START RECORDS TO USE
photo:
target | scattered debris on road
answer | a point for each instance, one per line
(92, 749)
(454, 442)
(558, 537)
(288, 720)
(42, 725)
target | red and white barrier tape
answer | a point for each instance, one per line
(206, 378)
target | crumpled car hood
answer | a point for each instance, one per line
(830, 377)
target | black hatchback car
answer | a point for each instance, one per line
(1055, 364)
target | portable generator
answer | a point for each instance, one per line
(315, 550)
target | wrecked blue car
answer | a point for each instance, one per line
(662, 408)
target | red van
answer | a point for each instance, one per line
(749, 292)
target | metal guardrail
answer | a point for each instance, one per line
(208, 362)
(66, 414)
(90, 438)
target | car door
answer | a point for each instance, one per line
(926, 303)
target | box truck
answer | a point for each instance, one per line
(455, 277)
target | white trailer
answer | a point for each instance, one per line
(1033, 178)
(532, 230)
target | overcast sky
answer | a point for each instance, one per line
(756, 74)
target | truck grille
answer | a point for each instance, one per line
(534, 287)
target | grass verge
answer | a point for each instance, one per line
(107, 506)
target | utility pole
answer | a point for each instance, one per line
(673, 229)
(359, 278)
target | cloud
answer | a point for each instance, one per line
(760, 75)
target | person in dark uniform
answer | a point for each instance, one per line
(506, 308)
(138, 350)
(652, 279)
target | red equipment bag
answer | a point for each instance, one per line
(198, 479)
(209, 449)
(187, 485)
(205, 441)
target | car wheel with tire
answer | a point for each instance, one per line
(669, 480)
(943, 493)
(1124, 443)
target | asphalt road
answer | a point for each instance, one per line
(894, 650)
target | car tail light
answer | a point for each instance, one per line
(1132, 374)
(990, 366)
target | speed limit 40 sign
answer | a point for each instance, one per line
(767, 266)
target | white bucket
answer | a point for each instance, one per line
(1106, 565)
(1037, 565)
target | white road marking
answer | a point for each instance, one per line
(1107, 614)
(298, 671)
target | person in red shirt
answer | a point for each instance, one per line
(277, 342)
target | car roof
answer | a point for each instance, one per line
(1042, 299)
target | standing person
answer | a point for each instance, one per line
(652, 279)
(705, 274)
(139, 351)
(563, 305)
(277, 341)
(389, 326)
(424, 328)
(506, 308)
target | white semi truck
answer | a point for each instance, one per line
END RECORDS TO USE
# GOAL OF THE EXERCISE
Copy the material above word for word, every line of it.

# EXERCISE ANSWER
photo:
target | scattered debris on road
answer | a point for each instance, one per line
(92, 749)
(454, 442)
(558, 537)
(288, 720)
(42, 725)
target | red and white barrier tape
answer | a point for each instance, one per line
(206, 378)
target | crumpled car hood
answer | a point for each instance, one per line
(830, 377)
target | black hatchback car
answer | a point for each instance, one per line
(1055, 364)
target | portable generator
answer | a point for each instance, one per line
(315, 550)
target | wrecked blue car
answer | a point for each instance, one per line
(662, 408)
target | red van
answer | a point for each instance, one per line
(749, 292)
target | metal guardrail
answer | a point for each instance, one per line
(208, 362)
(66, 414)
(90, 438)
target | car door
answer | a point for each instance, one per line
(926, 303)
target | box truck
answer | a point for each instance, one per line
(455, 277)
target | white trailer
answer | a point for each instance, one per line
(1033, 178)
(532, 230)
target | overcast sky
answer | a point for each instance, one per line
(756, 74)
target | truck grille
answer | a point for each instance, one per line
(534, 287)
target | grass verge
answer | a point for each instance, one per line
(107, 506)
target | utility pole
answer | a point for each instance, one per line
(673, 229)
(359, 278)
target | cloud
answer | a point for each instance, one per line
(760, 75)
target | person in dark uniform
answer | a point for each instance, one per line
(506, 308)
(138, 350)
(652, 279)
target | red equipment bag
answer | a point for each instance, one per line
(198, 479)
(209, 449)
(187, 485)
(205, 441)
target | car wheel with tire
answer | a point for each instance, one per line
(669, 480)
(943, 493)
(1124, 443)
target | asphalt road
answer | a point for each instance, one per line
(894, 650)
target | car tail light
answer | a point for each instance, one per line
(1132, 374)
(990, 366)
target | speed limit 40 sign
answer | a point for each instance, one per line
(767, 266)
target | white bucket
answer | a point for each instance, one per line
(1106, 565)
(1037, 565)
target | white road marking
answer | a point for each instance, one per line
(1107, 614)
(298, 671)
target | person in red shirt
answer | a point for each instance, one per line
(277, 342)
target | car roof
answer | a point for each instance, one per line
(1042, 299)
target | standing person
answer | a point for each instance, one per line
(652, 279)
(705, 274)
(139, 351)
(563, 305)
(277, 341)
(389, 326)
(424, 328)
(506, 308)
target | white semi truck
answer | a point for each instance, one per line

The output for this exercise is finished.